• _Items from a data source_
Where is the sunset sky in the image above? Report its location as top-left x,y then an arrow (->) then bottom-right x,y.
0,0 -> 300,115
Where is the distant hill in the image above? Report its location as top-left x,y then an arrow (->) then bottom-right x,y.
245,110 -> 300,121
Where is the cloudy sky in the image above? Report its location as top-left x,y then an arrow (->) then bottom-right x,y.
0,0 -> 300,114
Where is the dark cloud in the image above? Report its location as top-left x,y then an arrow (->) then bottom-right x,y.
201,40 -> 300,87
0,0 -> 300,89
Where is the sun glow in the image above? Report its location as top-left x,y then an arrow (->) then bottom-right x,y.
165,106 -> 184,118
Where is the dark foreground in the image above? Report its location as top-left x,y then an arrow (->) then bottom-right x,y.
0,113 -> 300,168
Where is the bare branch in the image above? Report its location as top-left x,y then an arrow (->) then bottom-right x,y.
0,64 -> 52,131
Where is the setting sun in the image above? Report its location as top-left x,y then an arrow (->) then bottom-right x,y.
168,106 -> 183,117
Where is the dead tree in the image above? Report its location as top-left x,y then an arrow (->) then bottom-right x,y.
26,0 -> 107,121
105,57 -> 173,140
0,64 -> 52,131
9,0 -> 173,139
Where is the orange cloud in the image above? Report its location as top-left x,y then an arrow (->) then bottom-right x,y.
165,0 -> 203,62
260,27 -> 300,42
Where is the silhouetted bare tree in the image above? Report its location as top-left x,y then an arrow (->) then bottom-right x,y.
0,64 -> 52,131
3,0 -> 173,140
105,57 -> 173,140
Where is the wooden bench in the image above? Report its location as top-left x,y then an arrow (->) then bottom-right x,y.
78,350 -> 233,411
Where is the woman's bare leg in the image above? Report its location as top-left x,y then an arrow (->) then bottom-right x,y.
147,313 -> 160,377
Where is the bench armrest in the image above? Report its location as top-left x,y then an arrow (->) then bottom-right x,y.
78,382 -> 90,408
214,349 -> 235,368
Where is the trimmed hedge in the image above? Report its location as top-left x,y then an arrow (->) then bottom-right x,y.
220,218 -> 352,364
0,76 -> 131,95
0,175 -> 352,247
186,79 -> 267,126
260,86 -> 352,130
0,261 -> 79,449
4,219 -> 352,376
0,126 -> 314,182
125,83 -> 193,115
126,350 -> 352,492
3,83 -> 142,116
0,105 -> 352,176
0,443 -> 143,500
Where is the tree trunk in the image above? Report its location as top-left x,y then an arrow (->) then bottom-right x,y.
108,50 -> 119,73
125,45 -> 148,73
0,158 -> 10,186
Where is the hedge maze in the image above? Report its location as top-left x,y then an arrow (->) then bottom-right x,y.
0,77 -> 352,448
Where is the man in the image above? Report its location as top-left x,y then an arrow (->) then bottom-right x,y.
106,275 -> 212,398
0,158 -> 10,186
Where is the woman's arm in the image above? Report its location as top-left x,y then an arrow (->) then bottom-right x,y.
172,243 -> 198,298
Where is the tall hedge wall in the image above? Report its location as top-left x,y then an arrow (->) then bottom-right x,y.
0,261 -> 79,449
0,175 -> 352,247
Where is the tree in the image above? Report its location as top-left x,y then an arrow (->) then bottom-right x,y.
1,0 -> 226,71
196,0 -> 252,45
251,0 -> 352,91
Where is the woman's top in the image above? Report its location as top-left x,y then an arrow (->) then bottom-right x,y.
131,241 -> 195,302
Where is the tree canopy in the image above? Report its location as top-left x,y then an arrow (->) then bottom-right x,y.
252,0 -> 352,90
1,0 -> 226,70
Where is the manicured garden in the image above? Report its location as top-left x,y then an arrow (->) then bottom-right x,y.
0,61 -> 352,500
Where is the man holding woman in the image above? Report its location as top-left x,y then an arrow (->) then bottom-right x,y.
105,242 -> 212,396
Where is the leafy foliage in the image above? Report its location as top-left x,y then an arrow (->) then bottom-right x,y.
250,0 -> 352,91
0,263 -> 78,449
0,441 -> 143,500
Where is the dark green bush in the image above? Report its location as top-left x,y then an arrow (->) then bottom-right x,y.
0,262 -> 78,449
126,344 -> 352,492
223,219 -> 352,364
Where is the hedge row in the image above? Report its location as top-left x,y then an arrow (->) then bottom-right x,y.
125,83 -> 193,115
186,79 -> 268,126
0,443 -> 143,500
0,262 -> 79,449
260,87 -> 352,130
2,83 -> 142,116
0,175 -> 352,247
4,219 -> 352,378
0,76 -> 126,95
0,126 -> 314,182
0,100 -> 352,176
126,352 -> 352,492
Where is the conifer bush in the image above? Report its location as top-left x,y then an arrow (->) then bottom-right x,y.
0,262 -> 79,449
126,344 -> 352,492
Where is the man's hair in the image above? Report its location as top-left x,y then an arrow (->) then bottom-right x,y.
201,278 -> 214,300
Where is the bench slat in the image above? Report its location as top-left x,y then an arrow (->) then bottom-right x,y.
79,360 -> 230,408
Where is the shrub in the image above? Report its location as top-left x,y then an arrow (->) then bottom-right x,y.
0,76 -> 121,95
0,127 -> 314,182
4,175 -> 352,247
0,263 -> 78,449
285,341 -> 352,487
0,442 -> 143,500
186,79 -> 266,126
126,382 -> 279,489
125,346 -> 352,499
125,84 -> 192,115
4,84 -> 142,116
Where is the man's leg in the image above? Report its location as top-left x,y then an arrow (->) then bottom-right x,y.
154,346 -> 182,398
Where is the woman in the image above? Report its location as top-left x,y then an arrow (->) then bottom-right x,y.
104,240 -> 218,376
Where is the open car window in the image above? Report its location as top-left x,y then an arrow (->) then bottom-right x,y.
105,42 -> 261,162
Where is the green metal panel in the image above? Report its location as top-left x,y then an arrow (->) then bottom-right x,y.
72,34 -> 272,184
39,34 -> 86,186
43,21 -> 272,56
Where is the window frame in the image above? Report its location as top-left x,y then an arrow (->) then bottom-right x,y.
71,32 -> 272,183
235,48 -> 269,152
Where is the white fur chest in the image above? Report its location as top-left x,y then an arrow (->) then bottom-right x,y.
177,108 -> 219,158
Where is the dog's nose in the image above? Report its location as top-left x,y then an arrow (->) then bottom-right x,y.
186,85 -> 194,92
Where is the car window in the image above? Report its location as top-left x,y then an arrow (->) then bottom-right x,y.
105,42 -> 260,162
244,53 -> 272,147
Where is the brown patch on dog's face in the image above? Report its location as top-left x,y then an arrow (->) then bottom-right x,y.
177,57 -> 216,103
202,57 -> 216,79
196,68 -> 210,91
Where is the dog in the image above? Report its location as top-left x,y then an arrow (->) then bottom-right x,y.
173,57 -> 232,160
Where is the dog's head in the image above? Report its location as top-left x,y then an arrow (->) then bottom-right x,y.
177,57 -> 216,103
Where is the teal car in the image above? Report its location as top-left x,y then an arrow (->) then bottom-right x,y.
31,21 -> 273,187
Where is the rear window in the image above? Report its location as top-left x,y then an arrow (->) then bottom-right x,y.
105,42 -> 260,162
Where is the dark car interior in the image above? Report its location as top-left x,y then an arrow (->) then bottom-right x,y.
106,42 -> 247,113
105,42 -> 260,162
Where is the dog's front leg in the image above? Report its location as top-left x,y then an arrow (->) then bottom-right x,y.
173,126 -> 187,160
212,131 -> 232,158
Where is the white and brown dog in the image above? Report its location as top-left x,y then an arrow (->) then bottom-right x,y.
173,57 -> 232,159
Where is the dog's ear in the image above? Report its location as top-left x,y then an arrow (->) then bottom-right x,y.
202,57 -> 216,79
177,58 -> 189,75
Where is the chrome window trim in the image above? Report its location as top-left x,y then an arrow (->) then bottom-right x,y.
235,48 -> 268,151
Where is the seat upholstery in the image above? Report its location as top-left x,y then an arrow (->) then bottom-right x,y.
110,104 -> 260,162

• _Problem to work on_
Convert the lines from the beginning of the items through the line containing "0,113 -> 300,168", including both ends, into a JSON list of strings with one string per line and no blank lines.

• _Expected output_
[
  "Where is the sunset sky in the image above? Report its location as top-left x,y then an arrow (->) then bottom-right x,y.",
  "0,0 -> 300,115",
  "Where is the distant hill in the image above? Report its location as top-left x,y then an arrow (->) then bottom-right x,y.",
  "245,110 -> 300,121",
  "Where is the cloudy sky in the image above? Report its location as top-left x,y then an arrow (->) then bottom-right x,y.",
  "0,0 -> 300,114",
  "Where is the dark cloud in the image above? Report its location as top-left x,y then an arrow (->) then bottom-right x,y.",
  "201,40 -> 300,87",
  "0,0 -> 300,89",
  "Where is the sun glow in the image above? Report its location as top-left x,y then an arrow (->) then bottom-right x,y.",
  "165,106 -> 184,118",
  "Where is the dark foreground in the image above? Report its location as top-left x,y then an arrow (->) then bottom-right x,y.",
  "0,113 -> 300,168"
]